### INSTRUCTIONS TO FOLLOW
Print the lines below exactly, beginning with the one that contains "Wildlife camera triggered. A framed" and stopping after the last line.

### RECORD EXCERPTS
[Start of section]

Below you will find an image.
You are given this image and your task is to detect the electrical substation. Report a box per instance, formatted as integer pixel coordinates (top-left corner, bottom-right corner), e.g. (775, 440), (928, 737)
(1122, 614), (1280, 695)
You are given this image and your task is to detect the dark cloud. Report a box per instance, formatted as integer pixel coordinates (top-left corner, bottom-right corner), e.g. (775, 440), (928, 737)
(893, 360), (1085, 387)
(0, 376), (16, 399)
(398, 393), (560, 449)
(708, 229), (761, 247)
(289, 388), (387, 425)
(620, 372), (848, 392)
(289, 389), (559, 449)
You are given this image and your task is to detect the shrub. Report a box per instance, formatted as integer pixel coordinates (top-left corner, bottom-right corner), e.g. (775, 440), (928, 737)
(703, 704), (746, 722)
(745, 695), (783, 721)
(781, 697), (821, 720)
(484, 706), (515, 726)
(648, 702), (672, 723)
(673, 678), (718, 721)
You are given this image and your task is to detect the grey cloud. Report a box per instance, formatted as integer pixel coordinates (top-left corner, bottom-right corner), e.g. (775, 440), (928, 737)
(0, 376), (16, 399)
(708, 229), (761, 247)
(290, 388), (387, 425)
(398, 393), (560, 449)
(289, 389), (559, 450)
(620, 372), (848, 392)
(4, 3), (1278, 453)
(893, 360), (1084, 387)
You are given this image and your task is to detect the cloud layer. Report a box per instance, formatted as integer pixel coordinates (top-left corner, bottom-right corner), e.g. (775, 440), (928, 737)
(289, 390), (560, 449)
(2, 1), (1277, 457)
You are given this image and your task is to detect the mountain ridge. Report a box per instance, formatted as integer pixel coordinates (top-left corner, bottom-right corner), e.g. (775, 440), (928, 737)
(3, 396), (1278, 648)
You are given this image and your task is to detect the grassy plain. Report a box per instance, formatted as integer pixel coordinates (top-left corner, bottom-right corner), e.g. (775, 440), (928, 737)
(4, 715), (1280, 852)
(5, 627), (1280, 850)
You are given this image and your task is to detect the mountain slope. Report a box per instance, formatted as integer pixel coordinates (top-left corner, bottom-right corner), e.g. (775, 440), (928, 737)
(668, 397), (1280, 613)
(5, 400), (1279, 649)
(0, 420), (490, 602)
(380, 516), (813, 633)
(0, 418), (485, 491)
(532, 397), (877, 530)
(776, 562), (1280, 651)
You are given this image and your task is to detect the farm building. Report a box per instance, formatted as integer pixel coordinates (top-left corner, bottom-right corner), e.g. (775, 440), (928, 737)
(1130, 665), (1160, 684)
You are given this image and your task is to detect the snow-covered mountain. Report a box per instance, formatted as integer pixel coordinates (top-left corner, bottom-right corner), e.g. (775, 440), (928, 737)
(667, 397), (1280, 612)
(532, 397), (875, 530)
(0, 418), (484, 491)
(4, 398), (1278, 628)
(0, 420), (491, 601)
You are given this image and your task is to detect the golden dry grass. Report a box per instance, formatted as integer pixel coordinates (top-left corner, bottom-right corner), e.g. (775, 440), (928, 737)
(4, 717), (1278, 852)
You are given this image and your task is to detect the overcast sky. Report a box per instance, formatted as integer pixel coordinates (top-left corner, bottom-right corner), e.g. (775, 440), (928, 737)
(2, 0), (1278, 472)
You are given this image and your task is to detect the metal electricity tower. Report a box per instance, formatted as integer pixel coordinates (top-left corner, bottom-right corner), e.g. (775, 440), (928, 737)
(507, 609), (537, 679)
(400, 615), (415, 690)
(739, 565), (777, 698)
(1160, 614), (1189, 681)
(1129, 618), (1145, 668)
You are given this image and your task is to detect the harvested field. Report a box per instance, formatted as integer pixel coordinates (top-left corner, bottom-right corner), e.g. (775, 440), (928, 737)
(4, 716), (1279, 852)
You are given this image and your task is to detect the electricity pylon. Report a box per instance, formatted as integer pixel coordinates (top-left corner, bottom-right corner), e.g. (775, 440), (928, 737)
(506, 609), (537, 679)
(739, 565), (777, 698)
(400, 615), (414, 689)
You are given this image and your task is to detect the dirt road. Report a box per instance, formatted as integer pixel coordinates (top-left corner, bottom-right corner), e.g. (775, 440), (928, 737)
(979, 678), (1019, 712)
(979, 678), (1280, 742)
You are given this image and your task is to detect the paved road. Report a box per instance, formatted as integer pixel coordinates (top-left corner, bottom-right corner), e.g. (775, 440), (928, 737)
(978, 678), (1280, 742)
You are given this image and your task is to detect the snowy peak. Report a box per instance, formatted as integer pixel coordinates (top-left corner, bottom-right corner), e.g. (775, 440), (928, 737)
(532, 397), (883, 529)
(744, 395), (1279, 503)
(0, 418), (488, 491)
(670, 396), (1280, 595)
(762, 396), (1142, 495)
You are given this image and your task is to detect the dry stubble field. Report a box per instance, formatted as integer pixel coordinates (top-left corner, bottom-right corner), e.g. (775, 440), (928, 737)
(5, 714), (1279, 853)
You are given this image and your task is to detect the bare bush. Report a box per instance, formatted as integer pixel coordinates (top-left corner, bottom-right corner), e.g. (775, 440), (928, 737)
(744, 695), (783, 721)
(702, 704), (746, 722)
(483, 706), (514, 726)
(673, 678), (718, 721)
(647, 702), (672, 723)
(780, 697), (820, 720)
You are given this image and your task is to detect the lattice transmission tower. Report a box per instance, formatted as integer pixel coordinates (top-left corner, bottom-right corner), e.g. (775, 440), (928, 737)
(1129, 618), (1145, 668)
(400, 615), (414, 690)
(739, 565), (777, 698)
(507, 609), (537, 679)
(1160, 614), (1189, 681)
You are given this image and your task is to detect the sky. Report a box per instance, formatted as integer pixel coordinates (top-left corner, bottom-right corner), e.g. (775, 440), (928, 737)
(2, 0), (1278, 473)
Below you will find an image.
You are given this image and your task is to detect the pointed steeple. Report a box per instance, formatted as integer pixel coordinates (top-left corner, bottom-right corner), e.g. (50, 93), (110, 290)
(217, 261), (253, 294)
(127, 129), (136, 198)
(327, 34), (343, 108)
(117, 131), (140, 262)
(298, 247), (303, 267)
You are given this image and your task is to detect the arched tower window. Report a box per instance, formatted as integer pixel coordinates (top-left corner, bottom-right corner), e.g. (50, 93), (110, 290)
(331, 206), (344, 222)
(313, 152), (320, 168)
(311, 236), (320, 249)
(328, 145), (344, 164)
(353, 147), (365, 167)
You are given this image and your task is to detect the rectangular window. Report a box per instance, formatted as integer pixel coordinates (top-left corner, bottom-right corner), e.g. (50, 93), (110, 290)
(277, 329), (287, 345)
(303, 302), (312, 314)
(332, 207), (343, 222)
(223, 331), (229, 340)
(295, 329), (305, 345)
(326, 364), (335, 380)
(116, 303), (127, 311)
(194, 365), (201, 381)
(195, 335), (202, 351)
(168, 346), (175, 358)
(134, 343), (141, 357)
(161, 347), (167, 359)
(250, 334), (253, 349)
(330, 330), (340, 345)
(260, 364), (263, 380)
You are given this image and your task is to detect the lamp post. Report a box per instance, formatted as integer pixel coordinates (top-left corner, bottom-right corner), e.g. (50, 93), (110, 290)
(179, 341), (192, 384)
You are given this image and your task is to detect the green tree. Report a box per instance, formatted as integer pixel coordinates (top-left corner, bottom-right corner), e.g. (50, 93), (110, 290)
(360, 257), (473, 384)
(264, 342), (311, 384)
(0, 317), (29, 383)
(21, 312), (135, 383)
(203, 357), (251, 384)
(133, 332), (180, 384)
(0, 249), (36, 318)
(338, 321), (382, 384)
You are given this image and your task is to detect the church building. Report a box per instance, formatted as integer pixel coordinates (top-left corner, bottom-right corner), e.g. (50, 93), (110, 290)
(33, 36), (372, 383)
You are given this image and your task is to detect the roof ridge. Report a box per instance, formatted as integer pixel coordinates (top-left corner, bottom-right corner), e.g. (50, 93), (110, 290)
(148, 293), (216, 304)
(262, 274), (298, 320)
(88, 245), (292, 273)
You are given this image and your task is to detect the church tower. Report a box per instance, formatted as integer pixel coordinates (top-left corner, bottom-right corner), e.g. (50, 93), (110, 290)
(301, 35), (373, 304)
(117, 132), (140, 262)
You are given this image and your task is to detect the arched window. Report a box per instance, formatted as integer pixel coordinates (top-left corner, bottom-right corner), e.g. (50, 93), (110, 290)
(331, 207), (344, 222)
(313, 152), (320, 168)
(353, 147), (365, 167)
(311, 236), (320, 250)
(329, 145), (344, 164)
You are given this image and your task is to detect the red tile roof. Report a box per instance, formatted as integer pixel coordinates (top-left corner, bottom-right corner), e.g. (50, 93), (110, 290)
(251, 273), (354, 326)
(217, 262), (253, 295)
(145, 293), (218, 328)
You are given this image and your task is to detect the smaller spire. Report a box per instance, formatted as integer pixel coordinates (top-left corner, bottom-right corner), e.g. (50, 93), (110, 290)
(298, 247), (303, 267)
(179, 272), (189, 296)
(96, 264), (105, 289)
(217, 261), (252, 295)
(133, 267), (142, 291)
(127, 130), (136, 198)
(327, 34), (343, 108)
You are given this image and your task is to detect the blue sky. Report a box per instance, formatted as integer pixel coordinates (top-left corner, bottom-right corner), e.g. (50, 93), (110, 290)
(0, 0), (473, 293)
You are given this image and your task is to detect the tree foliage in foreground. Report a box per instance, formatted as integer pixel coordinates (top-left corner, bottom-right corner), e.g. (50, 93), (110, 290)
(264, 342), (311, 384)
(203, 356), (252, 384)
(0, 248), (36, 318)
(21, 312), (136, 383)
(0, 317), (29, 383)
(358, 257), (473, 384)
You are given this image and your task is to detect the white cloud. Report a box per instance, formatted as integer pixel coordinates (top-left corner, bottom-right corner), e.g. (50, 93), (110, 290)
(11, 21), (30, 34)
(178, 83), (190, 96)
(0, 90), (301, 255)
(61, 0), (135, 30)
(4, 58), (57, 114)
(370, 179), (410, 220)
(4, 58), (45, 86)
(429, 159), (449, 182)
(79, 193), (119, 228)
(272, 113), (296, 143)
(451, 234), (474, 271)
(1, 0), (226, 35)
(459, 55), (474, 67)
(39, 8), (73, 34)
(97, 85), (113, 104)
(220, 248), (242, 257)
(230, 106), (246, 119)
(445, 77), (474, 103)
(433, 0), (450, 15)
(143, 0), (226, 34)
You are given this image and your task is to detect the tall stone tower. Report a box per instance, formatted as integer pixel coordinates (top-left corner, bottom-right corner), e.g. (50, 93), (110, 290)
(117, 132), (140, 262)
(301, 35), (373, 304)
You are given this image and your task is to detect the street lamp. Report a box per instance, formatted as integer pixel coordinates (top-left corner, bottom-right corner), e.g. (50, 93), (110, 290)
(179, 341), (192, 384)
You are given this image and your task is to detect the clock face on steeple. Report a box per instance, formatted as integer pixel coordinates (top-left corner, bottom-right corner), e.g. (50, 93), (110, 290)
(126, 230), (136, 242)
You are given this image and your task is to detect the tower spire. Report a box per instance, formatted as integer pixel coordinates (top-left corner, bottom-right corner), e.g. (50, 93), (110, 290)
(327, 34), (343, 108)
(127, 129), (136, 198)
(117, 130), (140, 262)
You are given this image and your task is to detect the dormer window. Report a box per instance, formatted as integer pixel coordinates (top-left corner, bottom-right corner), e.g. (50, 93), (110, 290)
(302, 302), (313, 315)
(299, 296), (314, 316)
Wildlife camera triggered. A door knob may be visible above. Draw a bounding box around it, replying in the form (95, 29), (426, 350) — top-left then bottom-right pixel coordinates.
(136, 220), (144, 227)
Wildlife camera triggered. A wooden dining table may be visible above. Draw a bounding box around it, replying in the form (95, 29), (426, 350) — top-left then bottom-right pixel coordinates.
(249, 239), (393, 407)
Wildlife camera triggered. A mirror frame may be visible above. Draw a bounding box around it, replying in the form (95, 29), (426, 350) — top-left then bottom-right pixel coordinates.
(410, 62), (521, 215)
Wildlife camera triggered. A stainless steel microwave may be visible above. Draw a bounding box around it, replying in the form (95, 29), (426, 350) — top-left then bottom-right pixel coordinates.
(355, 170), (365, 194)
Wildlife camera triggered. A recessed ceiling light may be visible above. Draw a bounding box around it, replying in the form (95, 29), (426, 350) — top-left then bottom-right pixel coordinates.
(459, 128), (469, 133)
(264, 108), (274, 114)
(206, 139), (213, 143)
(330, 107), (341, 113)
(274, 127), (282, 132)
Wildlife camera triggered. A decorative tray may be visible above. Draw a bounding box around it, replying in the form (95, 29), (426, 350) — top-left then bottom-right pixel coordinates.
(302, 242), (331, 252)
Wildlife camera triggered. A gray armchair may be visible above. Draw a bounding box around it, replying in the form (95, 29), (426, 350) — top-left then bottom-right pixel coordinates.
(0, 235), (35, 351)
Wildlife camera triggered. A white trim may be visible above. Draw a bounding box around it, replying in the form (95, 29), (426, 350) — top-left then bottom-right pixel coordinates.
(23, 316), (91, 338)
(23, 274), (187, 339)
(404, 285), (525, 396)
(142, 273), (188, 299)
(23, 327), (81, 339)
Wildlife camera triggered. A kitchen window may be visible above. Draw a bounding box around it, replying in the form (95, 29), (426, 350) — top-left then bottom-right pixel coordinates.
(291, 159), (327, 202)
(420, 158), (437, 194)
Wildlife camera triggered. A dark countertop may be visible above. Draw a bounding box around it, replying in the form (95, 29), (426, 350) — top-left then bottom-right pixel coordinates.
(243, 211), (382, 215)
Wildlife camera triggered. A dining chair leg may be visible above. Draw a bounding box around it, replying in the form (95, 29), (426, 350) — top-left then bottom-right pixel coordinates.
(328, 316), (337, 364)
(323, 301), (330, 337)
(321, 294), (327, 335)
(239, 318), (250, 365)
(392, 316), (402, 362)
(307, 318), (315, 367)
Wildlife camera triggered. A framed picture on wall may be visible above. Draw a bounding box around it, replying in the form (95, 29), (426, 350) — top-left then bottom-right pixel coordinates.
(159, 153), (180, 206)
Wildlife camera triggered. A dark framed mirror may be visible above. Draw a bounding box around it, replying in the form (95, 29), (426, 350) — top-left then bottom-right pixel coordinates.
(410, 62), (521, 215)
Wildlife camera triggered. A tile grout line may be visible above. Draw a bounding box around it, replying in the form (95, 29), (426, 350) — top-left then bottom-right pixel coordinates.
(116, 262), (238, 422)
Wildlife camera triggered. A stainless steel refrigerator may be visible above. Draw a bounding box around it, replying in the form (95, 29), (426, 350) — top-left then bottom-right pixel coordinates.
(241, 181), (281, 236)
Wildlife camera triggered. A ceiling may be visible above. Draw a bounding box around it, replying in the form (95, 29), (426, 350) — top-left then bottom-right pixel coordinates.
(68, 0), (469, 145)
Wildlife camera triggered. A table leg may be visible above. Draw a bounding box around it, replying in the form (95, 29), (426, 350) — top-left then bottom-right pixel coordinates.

[End of section]

### THE COMPLETED TASK
Wildlife camera triggered. A framed picture on wall may be visible above. Draw a bounding box around it, replying in the form (95, 29), (426, 350) — top-left then bottom-right pixel coordinates.
(159, 153), (180, 206)
Wildlife camera triggered. A dark framed mirror may be visible above. Draw a bounding box around it, replying in the form (95, 29), (426, 350) — top-left then bottom-right pixel coordinates.
(410, 62), (521, 215)
Wildlife camera triggered. A tile grout line may be visible above. Draw a bounding box around it, replying in the form (95, 29), (426, 350) — top-left then bottom-right pixel coordinates.
(116, 262), (238, 422)
Wildlife camera triggered. A stainless steel refrigerator may be visible above. Draw a bounding box around it, replying in the form (95, 29), (426, 350) — top-left then bottom-right pixel coordinates.
(241, 181), (281, 236)
Wildlife camera triggered. A ceiling may be visible above. Draw a bounding box around it, replying in the form (95, 29), (426, 350) — top-left then bottom-right pixel coordinates.
(68, 0), (469, 145)
Wildlife camera triggered. A table leg may be visible above. Draw a bounding box around it, replying in the form (95, 29), (426, 350) — top-left then bottom-right pixel coordinates.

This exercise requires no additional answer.